(Source data)
----

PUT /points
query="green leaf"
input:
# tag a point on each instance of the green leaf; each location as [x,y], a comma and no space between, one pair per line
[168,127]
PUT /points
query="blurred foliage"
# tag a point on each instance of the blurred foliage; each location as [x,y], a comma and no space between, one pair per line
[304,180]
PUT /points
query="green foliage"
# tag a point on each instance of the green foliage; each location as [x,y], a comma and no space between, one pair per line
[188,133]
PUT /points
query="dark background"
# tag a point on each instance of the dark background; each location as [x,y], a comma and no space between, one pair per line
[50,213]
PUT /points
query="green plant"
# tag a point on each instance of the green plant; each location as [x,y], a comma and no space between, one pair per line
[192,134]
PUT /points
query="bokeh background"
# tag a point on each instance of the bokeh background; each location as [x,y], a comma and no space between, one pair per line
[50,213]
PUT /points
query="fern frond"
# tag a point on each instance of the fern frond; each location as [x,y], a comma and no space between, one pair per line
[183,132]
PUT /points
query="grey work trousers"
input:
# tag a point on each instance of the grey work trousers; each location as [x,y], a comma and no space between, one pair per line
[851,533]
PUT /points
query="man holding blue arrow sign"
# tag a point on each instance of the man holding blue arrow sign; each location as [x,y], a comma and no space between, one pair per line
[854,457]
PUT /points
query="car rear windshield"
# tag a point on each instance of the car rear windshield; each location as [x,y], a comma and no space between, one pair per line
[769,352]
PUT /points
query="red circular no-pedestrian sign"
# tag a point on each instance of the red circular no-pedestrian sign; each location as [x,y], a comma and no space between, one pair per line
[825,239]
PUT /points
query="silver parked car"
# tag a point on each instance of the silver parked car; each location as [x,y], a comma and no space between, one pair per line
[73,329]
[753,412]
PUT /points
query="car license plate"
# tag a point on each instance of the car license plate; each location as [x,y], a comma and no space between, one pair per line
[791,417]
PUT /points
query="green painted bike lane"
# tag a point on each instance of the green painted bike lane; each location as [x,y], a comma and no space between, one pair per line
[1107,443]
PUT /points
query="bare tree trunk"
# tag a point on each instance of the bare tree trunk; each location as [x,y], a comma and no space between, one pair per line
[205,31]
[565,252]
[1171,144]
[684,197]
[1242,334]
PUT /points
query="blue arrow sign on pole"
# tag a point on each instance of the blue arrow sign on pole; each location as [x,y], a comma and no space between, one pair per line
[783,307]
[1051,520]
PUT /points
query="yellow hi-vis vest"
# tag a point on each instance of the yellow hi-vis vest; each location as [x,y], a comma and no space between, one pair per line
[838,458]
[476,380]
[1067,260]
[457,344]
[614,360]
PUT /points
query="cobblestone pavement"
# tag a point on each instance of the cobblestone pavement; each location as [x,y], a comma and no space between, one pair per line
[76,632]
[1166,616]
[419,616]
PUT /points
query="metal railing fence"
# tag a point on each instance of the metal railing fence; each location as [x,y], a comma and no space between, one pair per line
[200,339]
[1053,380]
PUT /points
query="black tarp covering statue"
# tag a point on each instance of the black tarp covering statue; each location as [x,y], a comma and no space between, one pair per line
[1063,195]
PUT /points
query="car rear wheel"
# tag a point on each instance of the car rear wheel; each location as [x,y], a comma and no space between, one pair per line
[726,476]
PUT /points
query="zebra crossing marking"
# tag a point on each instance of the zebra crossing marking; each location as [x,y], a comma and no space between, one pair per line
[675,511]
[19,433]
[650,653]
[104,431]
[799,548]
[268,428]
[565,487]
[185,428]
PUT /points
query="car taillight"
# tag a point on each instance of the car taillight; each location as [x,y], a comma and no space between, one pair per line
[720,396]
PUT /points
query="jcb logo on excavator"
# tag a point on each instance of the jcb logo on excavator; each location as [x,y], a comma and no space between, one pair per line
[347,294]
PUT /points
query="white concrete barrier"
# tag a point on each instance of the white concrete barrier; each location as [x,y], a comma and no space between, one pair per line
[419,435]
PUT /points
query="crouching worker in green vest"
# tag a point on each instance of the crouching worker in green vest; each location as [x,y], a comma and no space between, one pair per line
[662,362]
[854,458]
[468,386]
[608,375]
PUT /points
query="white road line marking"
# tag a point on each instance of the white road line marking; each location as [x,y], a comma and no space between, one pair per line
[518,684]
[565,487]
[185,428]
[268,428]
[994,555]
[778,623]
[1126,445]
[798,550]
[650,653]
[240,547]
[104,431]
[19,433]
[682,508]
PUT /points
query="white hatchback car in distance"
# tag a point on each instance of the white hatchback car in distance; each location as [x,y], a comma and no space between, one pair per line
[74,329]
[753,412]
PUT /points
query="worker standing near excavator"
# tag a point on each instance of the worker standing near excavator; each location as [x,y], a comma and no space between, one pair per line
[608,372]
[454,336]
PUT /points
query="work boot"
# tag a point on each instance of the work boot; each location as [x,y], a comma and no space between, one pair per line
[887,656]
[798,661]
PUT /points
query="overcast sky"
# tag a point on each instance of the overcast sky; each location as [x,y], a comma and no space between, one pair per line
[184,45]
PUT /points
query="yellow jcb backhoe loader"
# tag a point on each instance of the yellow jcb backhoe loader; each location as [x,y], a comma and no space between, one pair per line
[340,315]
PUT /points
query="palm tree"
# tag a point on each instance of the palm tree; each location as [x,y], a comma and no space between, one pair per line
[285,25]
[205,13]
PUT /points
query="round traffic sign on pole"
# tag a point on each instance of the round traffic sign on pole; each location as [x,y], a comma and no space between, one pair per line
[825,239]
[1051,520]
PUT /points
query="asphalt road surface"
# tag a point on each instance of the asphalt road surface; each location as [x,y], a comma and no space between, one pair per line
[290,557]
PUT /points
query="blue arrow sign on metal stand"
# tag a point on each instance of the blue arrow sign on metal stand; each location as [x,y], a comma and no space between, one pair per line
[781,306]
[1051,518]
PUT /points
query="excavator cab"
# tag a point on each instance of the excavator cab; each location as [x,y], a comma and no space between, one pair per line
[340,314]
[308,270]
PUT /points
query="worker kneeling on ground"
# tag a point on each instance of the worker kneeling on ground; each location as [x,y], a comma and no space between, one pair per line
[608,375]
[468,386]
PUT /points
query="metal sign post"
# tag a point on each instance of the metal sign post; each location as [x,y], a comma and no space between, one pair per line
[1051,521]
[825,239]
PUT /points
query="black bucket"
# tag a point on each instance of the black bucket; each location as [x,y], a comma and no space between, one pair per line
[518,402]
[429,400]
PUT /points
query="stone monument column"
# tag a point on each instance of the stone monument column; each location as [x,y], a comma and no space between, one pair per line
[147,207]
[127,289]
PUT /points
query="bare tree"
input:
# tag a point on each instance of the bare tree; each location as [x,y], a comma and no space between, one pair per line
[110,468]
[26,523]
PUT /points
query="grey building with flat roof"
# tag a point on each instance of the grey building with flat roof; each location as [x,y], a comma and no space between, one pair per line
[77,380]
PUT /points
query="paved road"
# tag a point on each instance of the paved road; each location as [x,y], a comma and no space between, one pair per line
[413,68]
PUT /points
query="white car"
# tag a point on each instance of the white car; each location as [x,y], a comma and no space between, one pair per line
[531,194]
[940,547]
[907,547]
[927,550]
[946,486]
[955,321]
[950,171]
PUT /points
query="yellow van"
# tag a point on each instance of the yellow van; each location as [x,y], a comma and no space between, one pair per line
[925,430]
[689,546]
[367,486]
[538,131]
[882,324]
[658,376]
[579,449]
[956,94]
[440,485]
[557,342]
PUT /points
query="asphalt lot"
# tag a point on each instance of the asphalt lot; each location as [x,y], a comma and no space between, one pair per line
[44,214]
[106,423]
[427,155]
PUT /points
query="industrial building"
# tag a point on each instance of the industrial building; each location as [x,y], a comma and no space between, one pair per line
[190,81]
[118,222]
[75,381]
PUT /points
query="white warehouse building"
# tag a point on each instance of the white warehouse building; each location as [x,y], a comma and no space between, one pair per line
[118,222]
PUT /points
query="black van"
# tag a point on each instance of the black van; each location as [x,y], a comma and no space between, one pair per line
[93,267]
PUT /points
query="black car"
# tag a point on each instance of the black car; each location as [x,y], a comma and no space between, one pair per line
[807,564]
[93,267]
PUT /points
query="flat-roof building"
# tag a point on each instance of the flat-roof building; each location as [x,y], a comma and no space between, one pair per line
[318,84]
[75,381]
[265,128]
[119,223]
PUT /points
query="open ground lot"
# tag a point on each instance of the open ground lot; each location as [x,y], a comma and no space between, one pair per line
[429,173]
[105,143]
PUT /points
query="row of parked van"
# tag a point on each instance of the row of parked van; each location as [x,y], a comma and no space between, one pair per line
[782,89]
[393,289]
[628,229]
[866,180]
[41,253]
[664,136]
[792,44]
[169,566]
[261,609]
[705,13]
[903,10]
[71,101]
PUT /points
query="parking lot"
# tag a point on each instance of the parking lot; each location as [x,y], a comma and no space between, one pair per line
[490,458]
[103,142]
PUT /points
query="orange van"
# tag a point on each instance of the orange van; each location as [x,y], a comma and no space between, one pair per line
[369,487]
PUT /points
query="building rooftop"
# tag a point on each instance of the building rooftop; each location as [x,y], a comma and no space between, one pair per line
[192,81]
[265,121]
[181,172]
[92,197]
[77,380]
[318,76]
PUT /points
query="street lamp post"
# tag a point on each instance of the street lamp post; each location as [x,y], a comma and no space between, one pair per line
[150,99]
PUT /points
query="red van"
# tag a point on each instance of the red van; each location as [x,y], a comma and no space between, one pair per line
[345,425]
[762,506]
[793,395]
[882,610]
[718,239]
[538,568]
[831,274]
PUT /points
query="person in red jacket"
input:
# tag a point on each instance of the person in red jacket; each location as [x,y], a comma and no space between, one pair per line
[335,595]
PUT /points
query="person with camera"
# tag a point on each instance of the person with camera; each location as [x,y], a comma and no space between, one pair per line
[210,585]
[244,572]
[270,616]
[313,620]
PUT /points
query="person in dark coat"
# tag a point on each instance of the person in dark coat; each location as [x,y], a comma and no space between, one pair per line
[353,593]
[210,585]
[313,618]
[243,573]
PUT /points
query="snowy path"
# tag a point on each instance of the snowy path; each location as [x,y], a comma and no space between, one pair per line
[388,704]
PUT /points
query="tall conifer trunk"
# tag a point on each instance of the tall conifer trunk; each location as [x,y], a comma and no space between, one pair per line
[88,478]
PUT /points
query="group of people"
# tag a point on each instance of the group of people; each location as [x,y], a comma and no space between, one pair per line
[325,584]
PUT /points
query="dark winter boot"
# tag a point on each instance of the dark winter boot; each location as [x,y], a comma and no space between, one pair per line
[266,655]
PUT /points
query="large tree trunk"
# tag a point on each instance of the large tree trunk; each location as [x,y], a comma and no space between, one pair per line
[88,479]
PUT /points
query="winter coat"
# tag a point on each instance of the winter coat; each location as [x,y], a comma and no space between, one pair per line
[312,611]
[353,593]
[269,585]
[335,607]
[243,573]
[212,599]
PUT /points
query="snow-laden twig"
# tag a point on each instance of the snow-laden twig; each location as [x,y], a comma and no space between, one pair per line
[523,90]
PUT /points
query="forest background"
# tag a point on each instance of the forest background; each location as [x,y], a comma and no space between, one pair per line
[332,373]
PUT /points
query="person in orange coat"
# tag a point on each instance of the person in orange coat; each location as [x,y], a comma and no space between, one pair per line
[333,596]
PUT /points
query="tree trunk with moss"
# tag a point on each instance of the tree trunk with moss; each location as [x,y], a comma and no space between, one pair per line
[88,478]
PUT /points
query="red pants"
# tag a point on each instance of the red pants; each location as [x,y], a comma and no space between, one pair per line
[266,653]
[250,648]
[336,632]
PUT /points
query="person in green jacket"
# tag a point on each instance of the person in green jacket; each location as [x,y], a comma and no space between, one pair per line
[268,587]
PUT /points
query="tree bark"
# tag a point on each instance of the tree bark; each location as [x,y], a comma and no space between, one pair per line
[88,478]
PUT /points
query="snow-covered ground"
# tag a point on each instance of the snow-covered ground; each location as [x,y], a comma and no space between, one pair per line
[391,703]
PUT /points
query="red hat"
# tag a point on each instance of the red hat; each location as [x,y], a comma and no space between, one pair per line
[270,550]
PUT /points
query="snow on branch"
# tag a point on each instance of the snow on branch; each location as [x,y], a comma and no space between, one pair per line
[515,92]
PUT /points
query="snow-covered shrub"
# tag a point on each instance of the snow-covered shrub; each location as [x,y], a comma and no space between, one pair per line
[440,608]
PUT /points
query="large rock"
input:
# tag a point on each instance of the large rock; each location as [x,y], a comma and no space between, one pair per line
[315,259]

----

**Exercise:** Return every line of the material above that contains the word "street".

**Result of the exercise:**
query="street lamp post"
# tag a point on each instance of the street lamp post; each location as [x,y], a comma and no space between, one pair per line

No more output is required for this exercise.